## [Excerpts from a dataset]
####################
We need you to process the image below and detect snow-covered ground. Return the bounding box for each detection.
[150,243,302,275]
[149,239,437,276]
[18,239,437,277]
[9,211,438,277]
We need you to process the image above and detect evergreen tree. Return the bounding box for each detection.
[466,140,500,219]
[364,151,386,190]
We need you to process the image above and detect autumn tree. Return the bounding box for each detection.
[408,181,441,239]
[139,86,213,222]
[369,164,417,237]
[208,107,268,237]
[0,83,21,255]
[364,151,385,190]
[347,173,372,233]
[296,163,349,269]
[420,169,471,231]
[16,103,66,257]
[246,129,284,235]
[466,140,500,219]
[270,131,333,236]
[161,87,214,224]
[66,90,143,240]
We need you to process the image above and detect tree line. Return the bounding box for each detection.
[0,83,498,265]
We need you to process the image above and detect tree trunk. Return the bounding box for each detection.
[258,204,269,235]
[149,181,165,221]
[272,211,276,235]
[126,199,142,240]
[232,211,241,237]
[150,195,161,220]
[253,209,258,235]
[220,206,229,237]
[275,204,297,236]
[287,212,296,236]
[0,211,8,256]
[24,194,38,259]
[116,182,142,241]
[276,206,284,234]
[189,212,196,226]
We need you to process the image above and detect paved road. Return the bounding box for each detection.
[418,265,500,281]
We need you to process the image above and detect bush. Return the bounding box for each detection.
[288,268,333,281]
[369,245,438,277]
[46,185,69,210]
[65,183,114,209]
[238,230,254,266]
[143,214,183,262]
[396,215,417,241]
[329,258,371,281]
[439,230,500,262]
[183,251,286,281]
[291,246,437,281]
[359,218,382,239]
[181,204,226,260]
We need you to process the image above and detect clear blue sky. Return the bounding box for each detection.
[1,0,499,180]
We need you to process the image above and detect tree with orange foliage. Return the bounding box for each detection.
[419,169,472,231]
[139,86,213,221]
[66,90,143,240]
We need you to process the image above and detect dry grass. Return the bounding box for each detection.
####################
## [Exercise objective]
Reproduce the data verbatim, line for line.

## [Result for this task]
We need you to process the image below and detect snow-covered ground. Return the bounding box for each detection.
[150,243,302,275]
[149,239,437,276]
[18,239,437,277]
[9,211,438,277]
We need you to process the image above and detect evergreen tree. Return the bounding box for each detection.
[466,140,500,219]
[364,151,386,190]
We need you to process the image above and detect autumn tree. Return the bounding box for each detection.
[408,181,441,239]
[139,86,213,222]
[369,164,417,237]
[208,107,268,237]
[0,83,21,255]
[364,151,385,190]
[347,173,372,233]
[296,163,349,269]
[420,169,471,231]
[16,103,66,257]
[246,129,284,235]
[466,140,500,219]
[270,131,333,236]
[161,87,214,224]
[66,90,143,240]
We need you to process the image above and detect tree line. Return the bounding box for each detection.
[0,83,498,265]
We need you to process the image above and detect tree trunk. Return the bounding box for each detection.
[258,204,269,235]
[149,181,165,221]
[272,211,276,235]
[126,199,142,240]
[232,211,241,237]
[150,195,161,220]
[253,209,258,235]
[220,206,229,237]
[275,204,297,236]
[287,212,296,236]
[0,211,8,256]
[24,194,38,259]
[116,182,142,241]
[276,206,284,234]
[189,212,196,226]
We need you to process the image above and detect paved road. Return the bounding box for each detection.
[418,265,500,281]
We need you to process the image above and detect bush. Return the bounding box for each detection.
[288,268,333,281]
[369,245,438,277]
[46,185,69,210]
[65,183,114,209]
[238,230,254,266]
[143,214,183,262]
[396,215,417,241]
[329,258,371,281]
[439,230,500,262]
[183,251,286,281]
[291,246,437,281]
[359,218,382,239]
[181,204,226,260]
We need you to process the image above and detect clear blue sky. Return the bounding box for each detection.
[1,0,499,180]
We need you to process the image above and detect tree with orange foliage. Return the bounding box for each detection.
[419,169,472,231]
[139,86,213,221]
[66,90,143,240]
We need you to process the image above and detect dry grass. Return the bounding box for each detection.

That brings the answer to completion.